--- What is asked ---
Leave the pictures out and print every record below exactly as it stands.

--- Input records ---

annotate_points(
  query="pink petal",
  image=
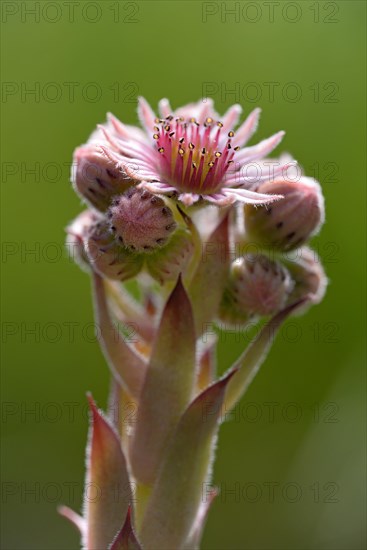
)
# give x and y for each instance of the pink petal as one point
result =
(219, 199)
(231, 117)
(250, 197)
(247, 128)
(165, 108)
(252, 358)
(126, 538)
(168, 387)
(207, 285)
(260, 150)
(146, 115)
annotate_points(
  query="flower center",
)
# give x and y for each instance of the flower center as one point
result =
(193, 157)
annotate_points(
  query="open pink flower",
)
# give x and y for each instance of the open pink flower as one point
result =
(190, 154)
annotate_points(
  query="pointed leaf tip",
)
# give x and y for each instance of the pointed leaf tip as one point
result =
(74, 518)
(255, 354)
(126, 538)
(169, 385)
(177, 493)
(109, 493)
(207, 285)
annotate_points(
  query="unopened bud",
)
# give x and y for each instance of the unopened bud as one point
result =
(257, 286)
(96, 178)
(309, 278)
(290, 222)
(141, 221)
(107, 257)
(167, 263)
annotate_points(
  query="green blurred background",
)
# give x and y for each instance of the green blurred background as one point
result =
(297, 467)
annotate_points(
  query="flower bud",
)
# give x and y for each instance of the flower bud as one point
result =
(257, 286)
(141, 221)
(309, 277)
(76, 233)
(107, 257)
(289, 222)
(168, 262)
(96, 178)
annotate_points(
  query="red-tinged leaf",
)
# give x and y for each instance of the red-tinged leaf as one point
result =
(126, 365)
(206, 288)
(74, 518)
(194, 538)
(207, 362)
(253, 357)
(108, 492)
(126, 538)
(168, 387)
(176, 498)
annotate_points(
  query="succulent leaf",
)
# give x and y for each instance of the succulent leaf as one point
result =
(254, 355)
(126, 365)
(175, 501)
(126, 538)
(108, 492)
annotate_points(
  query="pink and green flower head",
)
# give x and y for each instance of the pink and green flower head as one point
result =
(190, 154)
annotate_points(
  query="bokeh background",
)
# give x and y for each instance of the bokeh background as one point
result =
(291, 464)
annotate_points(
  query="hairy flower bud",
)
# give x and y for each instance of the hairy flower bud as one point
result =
(76, 234)
(167, 263)
(289, 222)
(107, 257)
(309, 277)
(257, 286)
(96, 178)
(141, 221)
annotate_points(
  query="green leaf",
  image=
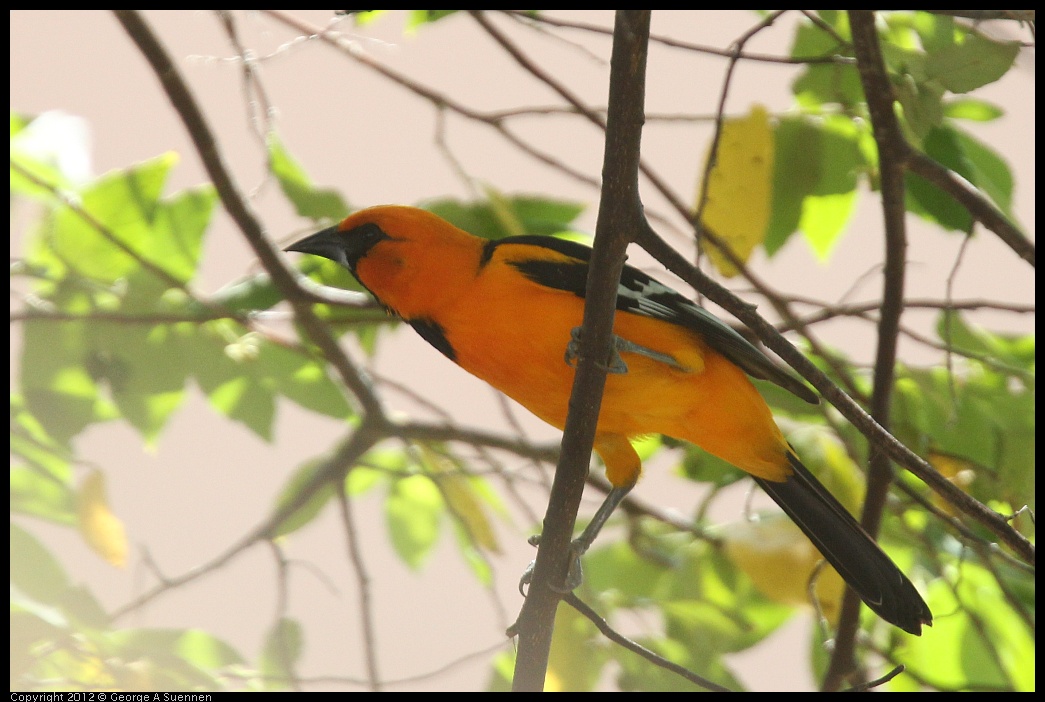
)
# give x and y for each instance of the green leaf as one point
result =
(925, 199)
(125, 204)
(414, 510)
(281, 653)
(317, 204)
(252, 293)
(418, 17)
(815, 181)
(226, 367)
(972, 160)
(54, 381)
(303, 380)
(53, 146)
(144, 369)
(41, 474)
(973, 110)
(820, 85)
(972, 64)
(35, 572)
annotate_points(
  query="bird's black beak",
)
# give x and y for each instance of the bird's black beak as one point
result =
(328, 243)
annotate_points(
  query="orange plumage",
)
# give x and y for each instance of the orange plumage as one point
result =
(506, 311)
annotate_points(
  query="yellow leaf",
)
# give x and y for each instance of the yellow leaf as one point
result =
(462, 500)
(781, 561)
(957, 470)
(102, 530)
(740, 188)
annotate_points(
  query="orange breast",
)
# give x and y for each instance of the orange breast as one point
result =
(518, 347)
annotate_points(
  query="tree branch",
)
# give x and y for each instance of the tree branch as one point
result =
(620, 214)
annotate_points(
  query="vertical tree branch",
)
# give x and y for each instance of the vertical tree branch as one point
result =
(620, 216)
(891, 148)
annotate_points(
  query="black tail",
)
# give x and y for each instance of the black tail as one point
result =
(849, 548)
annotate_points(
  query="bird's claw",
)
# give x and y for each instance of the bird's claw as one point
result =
(575, 576)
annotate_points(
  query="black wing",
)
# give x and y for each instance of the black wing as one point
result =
(641, 295)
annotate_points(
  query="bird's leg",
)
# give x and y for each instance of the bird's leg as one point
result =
(620, 345)
(579, 545)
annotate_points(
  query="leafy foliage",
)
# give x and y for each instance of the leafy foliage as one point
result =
(113, 331)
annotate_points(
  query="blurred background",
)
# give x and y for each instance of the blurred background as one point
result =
(371, 137)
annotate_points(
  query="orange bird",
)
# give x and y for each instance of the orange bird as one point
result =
(509, 311)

--- Response to the task ---
annotate_points(
  query="pink petal",
  image=
)
# give x and y for each instance of the pink petal as one point
result =
(219, 199)
(231, 117)
(250, 197)
(247, 128)
(165, 108)
(252, 358)
(126, 538)
(168, 387)
(207, 285)
(260, 150)
(146, 115)
annotate_points(
  query="flower center",
)
# give x and y for each instance of the flower center as one point
result =
(193, 157)
annotate_points(
  query="open pink flower",
)
# give x and y for each instance of the open pink flower as one point
result =
(190, 154)
annotate_points(
  query="pointed leaf tip",
)
# give x and y for each instance of the pointed leaf tip as one point
result =
(74, 518)
(255, 354)
(126, 538)
(169, 385)
(177, 493)
(109, 493)
(207, 285)
annotate_points(
  query="unopened bud",
)
# give x and y for each instance of the unopened bud as one point
result =
(257, 286)
(96, 178)
(309, 278)
(290, 222)
(141, 221)
(107, 257)
(167, 263)
annotate_points(
  query="green blurred background",
)
# give x and y for each instance of the green blurred background as one point
result =
(297, 467)
annotate_points(
  query="flower bud",
)
# give x and y for each instance of the flower bud as one point
result =
(257, 286)
(141, 221)
(309, 277)
(76, 233)
(107, 257)
(289, 222)
(168, 262)
(96, 178)
annotate_points(
  query="red-tinged leaf",
)
# give x and y for each instance of the red-tinged leaf as one point
result =
(126, 365)
(206, 288)
(74, 518)
(194, 538)
(207, 362)
(253, 357)
(108, 492)
(126, 538)
(168, 387)
(176, 498)
annotate_points(
  query="succulent leaf",
)
# give x and y for each instance of the succulent leaf as one point
result =
(254, 355)
(126, 365)
(175, 501)
(126, 538)
(108, 492)
annotate_points(
  query="pink and green flower head",
)
# give x and y for each instance of the pink and green flower head as one point
result =
(190, 154)
annotate_points(
  query="bokeh background",
)
# give x and y for each instance of the bokeh background as one point
result =
(291, 464)
annotate_points(
  query="hairy flower bud",
)
# give x and y for each instance of the hairy flower bud as one point
result =
(76, 234)
(167, 263)
(289, 222)
(107, 257)
(309, 277)
(257, 286)
(96, 178)
(141, 221)
annotate_points(
  query="green leaf",
  image=
)
# give x and y for each instance of the green leaf as one point
result =
(925, 199)
(125, 204)
(414, 510)
(281, 653)
(317, 204)
(252, 293)
(418, 17)
(815, 181)
(226, 367)
(972, 160)
(54, 381)
(303, 380)
(53, 146)
(144, 369)
(41, 474)
(973, 110)
(820, 85)
(972, 64)
(35, 572)
annotate_points(
  query="bird's black beak",
)
# give x and y for each instance of the bird's black beak as one point
result =
(328, 243)
annotate_points(
  query="orange plumage",
)
# give x and y for each instance of the orange plumage as one point
result =
(506, 311)
annotate_points(
  query="yellow leaf",
)
# give x and y for each instance of the yellow leaf as one point
result =
(462, 500)
(781, 561)
(957, 470)
(102, 530)
(740, 188)
annotate_points(
  query="orange breast",
)
# give x and y for each instance of the orange breast as one point
result =
(518, 347)
annotate_points(
  query="tree branch",
)
# give x and y for each instance of the tree branch as one point
result =
(620, 214)
annotate_points(
  query="vertical tree branch",
)
# give x and y for each instance of the vertical tree branch as one point
result =
(620, 216)
(891, 148)
annotate_points(
  query="black tail",
)
# give x and y for each instance of the black tail as one point
result =
(849, 548)
annotate_points(
  query="bird's claw",
)
# give x and y for each instance of the bird's claw as one point
result =
(575, 576)
annotate_points(
  query="black wing",
)
# give x and y for each instance of the black wing as one point
result =
(641, 295)
annotate_points(
  query="bird's leg",
)
# give x and y for each instance of the bird's leg as one point
result =
(620, 345)
(579, 545)
annotate_points(
  query="leafy foliage",
)
# give x and y for each instance of the leafy foliage as one point
result =
(113, 331)
annotate_points(
  query="blurred background",
)
# give x and y for each instance of the blurred background as one point
result =
(371, 137)
annotate_points(
  query="orange bird",
)
# give x and y for each instance of the orange bird as one point
result =
(509, 311)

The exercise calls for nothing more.